**EXTRAIT DE PAGE:**
========

Prenante cette première apparition à l'écran de l'inquiétant Hannibal Lecter esquissé par Dan Harris. Michael Mann s'approprie l'univers de l'auteur pour en délivrer une proposition passionnante. Manhunter avait tout pour devenir le film de sérial killer par excellence, mais il se conclut malheureusement bien trop maladroitement pour jouir de ce statut. C'est certainement la panne d'inspiration globale qui caractérise son final, ainsi que l'acting assez limite de quelques rôles importants qui font qu'il est aujourd'hui relativement méconnu, alors qu'il mérite tout sauf de l'indifférence.

Il est en effet porté par une telle réalisation qu'on en oublierait volontiers tous ses défauts. Les passages introduisant le Dr lecteur valent à eux seuls le visionnage tant ils sont subtiles et explosifs. Le face à face William Petersen / Brian Cox est savoureusement rythmé par des dialogues ciselés qui font autant sourire qu'ils sont glaçants. Quant à son dénouement, Michael Mann n'en laisse aucun doute en filmant avec énergie la fuite du policier de cette prison censée détenir son ancien adversaire alors qu'elle en simplement devenue son nouveau fief. Et lorsque par la suite, les deux hommes se reparleront, ce ne sera plus dans la même pièce.

========

**DONNÉES ENREGISTRÉES:**

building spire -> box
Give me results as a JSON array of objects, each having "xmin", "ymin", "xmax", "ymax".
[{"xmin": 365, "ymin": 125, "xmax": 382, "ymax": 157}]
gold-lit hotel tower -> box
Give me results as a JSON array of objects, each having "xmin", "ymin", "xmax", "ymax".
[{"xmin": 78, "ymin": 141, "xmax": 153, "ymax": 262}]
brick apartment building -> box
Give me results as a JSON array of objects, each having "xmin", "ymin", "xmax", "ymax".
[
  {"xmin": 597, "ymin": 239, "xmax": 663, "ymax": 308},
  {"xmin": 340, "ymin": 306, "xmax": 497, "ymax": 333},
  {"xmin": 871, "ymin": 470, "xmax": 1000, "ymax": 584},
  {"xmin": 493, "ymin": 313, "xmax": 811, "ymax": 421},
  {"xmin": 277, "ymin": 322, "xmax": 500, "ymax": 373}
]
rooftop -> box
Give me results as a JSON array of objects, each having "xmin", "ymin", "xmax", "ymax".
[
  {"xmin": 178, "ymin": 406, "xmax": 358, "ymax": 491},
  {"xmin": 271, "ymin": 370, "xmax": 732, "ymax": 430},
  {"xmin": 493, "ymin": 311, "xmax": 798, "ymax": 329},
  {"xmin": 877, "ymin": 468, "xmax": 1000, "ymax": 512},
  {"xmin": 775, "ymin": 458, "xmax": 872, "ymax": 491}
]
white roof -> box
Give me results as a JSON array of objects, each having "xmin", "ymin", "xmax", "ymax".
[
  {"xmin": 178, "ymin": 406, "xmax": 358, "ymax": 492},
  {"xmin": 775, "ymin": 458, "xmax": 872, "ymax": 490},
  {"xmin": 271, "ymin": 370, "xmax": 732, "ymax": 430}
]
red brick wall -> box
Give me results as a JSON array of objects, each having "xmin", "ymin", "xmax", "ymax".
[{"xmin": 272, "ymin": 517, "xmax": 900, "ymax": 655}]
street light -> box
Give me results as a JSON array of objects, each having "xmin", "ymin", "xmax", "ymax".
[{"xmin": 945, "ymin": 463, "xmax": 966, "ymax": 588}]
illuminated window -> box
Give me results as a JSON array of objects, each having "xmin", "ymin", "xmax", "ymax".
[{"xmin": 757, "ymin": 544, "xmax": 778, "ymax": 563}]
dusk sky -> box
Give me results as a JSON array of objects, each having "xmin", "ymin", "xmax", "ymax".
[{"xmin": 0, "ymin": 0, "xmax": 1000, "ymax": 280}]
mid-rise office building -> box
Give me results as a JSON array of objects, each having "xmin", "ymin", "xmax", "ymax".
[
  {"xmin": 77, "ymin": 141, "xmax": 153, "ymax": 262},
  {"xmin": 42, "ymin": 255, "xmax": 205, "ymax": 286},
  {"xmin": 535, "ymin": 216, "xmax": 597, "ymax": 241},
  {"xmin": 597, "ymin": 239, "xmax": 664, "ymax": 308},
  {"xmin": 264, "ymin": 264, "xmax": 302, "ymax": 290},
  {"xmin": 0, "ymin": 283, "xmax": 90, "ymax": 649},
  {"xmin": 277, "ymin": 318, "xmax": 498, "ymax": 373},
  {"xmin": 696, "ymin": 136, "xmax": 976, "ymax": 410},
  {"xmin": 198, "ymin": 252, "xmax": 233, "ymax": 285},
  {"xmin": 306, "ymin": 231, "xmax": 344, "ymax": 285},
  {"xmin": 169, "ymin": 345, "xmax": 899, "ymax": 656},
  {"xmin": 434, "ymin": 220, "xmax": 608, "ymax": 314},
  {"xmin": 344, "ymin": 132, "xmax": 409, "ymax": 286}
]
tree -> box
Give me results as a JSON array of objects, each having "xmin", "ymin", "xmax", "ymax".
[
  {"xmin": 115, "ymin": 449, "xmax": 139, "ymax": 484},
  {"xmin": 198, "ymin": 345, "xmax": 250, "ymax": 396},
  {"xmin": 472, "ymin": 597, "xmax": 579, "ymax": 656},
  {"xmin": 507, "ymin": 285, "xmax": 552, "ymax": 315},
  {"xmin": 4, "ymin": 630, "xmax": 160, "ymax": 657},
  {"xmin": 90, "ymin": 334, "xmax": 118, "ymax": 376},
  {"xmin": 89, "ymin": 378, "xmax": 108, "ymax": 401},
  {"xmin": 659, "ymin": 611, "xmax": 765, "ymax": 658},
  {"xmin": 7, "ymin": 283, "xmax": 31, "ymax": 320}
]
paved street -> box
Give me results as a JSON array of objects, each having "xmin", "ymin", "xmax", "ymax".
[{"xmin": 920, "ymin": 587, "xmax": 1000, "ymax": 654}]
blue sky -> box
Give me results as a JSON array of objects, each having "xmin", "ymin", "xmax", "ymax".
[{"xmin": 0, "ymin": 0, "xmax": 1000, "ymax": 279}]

========

**CONSIGNE:**
D'après la critique de Manhunter, quels acteurs forment le face-à-face rythmé par des dialogues ciselés ?

**RÉPONSE RÉDIGÉE:**
William Petersen et Brian Cox.